Print the line that contains "Task: If you could tag each instance of the camouflage trousers" and every line after it through the last line of the records below, exactly as written and nothing else.

START Task material

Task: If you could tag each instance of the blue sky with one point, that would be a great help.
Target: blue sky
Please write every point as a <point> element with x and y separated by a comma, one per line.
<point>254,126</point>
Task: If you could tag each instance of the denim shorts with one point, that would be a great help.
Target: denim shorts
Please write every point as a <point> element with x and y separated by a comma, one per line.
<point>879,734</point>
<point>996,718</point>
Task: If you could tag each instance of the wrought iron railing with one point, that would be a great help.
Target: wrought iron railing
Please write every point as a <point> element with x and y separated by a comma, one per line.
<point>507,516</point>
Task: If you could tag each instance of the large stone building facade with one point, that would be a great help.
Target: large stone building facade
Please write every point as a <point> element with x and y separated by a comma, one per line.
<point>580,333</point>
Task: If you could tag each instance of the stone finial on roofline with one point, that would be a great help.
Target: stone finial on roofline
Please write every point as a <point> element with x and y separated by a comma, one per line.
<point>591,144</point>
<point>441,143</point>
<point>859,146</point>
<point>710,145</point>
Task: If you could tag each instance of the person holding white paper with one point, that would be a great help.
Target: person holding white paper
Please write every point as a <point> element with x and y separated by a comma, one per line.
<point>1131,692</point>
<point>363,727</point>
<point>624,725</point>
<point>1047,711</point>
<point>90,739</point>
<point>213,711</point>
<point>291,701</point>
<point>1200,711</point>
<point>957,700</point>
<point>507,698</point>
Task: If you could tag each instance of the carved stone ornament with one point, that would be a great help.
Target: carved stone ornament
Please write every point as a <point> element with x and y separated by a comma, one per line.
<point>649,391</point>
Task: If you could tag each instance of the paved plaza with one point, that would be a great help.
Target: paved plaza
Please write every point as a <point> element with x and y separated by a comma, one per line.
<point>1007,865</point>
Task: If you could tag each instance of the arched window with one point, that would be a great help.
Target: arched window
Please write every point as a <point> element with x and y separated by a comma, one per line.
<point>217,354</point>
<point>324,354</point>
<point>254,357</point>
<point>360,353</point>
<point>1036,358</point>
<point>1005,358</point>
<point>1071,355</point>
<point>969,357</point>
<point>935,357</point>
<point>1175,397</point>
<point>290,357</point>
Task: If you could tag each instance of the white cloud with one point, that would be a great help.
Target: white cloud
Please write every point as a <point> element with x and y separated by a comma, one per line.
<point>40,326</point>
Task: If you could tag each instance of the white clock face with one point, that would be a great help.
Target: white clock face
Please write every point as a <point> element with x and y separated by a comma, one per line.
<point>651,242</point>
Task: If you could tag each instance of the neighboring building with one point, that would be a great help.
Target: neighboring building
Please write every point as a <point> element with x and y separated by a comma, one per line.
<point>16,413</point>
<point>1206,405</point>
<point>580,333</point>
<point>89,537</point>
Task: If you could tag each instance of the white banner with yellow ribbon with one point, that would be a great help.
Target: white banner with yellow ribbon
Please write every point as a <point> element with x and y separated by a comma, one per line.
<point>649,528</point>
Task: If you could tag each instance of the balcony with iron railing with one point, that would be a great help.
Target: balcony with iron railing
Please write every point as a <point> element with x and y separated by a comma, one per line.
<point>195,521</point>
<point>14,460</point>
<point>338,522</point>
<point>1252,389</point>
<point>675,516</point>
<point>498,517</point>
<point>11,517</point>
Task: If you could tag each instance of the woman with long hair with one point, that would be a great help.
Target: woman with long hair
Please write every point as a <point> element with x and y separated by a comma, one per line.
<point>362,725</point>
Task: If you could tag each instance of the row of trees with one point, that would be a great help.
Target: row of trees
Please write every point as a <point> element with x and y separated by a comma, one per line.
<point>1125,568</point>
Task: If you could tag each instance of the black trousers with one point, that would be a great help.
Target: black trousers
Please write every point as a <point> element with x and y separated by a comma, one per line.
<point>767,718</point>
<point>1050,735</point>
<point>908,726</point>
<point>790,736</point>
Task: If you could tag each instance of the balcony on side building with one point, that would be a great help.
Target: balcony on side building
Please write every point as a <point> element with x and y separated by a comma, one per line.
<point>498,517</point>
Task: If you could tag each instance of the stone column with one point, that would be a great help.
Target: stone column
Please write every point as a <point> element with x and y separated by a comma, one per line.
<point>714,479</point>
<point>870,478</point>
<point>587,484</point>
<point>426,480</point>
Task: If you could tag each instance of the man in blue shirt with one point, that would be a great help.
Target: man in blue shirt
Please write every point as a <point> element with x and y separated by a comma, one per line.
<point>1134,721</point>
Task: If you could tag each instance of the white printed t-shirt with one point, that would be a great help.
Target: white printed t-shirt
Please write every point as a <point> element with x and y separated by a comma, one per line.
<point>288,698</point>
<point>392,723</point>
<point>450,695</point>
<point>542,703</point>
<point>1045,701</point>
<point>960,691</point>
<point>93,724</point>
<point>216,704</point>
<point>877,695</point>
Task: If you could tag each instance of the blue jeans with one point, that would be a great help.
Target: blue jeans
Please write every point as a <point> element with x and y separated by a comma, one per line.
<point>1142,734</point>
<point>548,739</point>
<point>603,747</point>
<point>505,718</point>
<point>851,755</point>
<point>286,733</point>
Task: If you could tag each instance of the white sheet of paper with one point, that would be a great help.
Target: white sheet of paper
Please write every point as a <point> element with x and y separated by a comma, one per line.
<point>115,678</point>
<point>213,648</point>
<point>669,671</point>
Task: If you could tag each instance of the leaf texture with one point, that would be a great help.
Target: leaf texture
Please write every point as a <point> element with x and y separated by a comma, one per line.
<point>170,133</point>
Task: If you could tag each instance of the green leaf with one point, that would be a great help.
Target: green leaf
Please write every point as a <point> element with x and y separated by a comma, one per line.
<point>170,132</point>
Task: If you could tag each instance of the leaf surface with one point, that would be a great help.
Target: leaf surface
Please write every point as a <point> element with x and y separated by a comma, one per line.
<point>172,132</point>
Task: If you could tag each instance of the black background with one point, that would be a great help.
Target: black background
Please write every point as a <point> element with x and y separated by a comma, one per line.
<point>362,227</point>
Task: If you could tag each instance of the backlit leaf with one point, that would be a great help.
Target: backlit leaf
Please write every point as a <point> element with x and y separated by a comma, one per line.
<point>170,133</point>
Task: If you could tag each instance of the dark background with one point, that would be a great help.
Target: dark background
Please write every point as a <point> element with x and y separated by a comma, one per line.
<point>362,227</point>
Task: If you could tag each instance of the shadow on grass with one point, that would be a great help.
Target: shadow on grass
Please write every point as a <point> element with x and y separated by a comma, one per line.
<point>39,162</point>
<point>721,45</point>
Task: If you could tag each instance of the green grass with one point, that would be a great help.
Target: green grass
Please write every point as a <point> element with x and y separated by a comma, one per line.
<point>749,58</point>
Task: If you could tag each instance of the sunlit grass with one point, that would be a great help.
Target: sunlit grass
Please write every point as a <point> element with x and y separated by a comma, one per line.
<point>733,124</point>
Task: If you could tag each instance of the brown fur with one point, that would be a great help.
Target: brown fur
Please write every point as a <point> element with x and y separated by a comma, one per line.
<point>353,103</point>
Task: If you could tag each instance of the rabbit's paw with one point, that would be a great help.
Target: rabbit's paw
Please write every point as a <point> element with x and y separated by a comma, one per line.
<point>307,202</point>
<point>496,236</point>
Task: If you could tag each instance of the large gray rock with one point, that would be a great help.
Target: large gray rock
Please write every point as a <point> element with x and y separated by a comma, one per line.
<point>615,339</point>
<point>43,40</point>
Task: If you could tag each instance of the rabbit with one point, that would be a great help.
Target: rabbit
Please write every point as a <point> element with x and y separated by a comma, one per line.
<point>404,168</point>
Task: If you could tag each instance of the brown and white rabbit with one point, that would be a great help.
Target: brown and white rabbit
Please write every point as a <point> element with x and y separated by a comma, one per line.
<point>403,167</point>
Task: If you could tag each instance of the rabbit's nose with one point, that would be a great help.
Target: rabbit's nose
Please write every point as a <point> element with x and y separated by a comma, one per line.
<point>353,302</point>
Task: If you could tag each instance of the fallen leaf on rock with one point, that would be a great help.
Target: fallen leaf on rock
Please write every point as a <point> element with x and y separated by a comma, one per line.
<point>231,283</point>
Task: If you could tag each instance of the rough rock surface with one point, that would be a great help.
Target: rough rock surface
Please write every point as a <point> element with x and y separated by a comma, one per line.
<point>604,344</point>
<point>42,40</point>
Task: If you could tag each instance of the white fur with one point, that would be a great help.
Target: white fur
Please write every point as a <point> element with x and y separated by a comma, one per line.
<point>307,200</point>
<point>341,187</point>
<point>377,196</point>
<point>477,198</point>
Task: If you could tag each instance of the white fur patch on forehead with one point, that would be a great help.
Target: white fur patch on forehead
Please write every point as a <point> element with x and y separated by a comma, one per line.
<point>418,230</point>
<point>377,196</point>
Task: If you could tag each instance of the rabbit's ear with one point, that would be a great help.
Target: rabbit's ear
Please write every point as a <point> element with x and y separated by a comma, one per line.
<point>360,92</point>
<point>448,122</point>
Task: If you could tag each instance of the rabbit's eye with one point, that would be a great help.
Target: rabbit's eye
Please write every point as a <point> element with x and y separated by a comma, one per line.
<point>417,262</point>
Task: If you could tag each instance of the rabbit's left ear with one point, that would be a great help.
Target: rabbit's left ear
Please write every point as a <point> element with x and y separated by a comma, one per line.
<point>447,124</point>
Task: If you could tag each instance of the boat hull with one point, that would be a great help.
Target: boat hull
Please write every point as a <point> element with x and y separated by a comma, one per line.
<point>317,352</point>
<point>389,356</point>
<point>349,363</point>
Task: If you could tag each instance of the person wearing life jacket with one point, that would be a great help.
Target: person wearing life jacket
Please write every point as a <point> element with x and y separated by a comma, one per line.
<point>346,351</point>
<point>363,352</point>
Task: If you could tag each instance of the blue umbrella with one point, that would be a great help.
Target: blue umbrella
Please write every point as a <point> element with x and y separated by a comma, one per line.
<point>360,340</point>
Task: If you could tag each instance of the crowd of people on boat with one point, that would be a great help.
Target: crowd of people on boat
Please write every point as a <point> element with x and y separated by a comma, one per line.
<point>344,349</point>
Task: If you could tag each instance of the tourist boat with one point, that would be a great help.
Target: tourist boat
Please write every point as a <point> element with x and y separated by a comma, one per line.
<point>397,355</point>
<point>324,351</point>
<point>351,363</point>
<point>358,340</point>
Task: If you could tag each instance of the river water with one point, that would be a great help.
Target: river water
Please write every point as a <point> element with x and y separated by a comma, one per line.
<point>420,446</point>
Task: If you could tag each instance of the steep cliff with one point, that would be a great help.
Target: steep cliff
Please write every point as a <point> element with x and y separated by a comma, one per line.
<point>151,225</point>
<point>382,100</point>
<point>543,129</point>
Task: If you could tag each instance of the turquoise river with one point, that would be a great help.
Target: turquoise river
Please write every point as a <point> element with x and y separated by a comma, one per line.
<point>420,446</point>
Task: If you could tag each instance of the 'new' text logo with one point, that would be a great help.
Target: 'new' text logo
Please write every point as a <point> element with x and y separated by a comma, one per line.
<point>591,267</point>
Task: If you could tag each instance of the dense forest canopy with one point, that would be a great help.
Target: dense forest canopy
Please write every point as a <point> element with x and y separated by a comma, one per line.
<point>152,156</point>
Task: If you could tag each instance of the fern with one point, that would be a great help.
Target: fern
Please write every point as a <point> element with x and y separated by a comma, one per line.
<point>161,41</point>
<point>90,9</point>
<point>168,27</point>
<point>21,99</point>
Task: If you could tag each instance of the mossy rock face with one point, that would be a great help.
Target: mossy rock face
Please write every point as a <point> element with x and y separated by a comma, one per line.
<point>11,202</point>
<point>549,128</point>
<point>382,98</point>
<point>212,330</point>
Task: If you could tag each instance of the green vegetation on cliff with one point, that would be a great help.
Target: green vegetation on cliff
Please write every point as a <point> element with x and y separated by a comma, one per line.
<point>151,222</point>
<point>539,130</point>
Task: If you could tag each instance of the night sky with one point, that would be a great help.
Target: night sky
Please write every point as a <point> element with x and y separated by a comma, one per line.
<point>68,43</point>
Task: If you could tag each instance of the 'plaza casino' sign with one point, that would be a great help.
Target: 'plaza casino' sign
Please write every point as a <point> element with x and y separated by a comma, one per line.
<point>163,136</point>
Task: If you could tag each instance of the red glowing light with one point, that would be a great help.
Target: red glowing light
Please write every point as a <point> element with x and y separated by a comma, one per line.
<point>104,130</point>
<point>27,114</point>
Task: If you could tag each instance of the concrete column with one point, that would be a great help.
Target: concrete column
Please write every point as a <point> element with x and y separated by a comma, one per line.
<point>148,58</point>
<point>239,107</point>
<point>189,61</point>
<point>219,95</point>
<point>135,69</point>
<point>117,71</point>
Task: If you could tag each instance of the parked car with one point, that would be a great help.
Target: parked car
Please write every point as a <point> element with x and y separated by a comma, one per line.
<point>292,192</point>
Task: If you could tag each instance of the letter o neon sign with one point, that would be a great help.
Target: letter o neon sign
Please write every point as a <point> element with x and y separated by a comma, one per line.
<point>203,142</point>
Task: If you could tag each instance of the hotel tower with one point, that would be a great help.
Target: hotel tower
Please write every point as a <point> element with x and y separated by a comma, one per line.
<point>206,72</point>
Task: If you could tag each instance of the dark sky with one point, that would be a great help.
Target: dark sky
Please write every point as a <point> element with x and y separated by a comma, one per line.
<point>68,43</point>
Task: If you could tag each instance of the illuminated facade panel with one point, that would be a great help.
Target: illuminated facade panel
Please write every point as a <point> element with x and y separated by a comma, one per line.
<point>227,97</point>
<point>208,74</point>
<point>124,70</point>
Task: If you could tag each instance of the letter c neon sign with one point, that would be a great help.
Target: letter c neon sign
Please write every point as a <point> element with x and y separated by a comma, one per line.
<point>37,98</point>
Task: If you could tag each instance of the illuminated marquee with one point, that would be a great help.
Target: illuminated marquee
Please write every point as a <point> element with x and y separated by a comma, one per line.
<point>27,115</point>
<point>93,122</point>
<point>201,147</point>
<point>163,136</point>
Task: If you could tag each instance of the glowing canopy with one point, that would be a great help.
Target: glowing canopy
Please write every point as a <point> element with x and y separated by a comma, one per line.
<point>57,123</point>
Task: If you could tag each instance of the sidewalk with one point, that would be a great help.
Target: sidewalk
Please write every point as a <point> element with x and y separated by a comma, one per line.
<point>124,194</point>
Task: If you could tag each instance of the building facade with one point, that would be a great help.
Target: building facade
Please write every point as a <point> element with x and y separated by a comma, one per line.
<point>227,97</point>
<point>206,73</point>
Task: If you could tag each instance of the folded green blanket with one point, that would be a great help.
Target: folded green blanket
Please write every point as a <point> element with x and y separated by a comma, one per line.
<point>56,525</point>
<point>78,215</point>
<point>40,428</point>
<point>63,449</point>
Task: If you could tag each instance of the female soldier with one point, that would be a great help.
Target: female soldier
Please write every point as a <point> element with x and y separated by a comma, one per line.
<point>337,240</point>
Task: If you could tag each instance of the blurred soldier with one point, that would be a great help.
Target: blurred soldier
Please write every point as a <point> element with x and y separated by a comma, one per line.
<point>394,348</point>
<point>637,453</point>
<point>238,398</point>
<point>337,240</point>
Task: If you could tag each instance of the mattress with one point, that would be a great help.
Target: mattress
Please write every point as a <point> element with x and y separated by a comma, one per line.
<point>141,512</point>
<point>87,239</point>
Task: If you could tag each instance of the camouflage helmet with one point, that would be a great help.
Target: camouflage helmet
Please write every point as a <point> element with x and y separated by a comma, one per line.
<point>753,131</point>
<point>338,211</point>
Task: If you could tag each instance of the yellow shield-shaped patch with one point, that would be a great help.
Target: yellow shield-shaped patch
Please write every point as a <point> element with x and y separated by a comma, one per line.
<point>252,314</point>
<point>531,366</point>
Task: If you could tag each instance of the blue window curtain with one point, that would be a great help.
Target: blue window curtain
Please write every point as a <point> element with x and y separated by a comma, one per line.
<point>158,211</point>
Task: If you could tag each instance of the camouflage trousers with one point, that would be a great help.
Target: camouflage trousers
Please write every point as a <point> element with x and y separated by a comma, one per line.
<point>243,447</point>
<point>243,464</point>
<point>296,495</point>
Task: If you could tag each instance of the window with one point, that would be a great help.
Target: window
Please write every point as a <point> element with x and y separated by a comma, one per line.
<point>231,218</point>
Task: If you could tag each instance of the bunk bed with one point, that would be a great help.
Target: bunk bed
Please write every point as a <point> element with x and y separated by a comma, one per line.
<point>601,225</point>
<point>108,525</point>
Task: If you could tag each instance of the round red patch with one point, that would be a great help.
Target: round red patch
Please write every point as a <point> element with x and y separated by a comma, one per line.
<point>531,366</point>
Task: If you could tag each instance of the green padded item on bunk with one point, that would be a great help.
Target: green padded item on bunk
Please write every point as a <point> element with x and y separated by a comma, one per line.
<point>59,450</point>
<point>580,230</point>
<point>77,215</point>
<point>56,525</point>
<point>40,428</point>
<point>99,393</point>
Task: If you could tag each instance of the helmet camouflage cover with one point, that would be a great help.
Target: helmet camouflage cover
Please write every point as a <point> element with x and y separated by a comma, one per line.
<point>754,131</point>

END Task material

Output of the exercise:
Task: If you could tag each instance of the camouflage trousers with one point, that would be a great help.
Target: camouflage trousers
Please write every point as a <point> element with x and y separated by a comma, one per line.
<point>243,447</point>
<point>243,464</point>
<point>296,495</point>
Task: If you could tag each instance of the window with one point, that would be a great help.
Target: window
Please write every point as a <point> element with x and y separated by a comma, one per line.
<point>231,218</point>
Task: If you could tag each instance of the bunk bed with one point, that would be a great help.
Target: bunk bed
Please write every point as a <point> element with x and y separated by a comma, one per line.
<point>601,225</point>
<point>108,525</point>
Task: If you could tag each instance of the round red patch with one point, that would be a great help.
Target: round red patch
Please write every point as a <point> element with x and y separated by a comma, one per line.
<point>531,366</point>
Task: If you could tag each instance of the green padded item on bunk with one point, that would be a great help.
Target: green padded item on bunk
Please write every point as a <point> element with x and y separated by a comma, one per line.
<point>59,450</point>
<point>580,230</point>
<point>77,215</point>
<point>56,525</point>
<point>40,428</point>
<point>99,393</point>
Task: If you could tag each instance of the helmet camouflage cover with one point, that would be a great help.
Target: helmet camouflage cover
Please write every point as a <point> element with x and y separated by a comma, one per line.
<point>754,131</point>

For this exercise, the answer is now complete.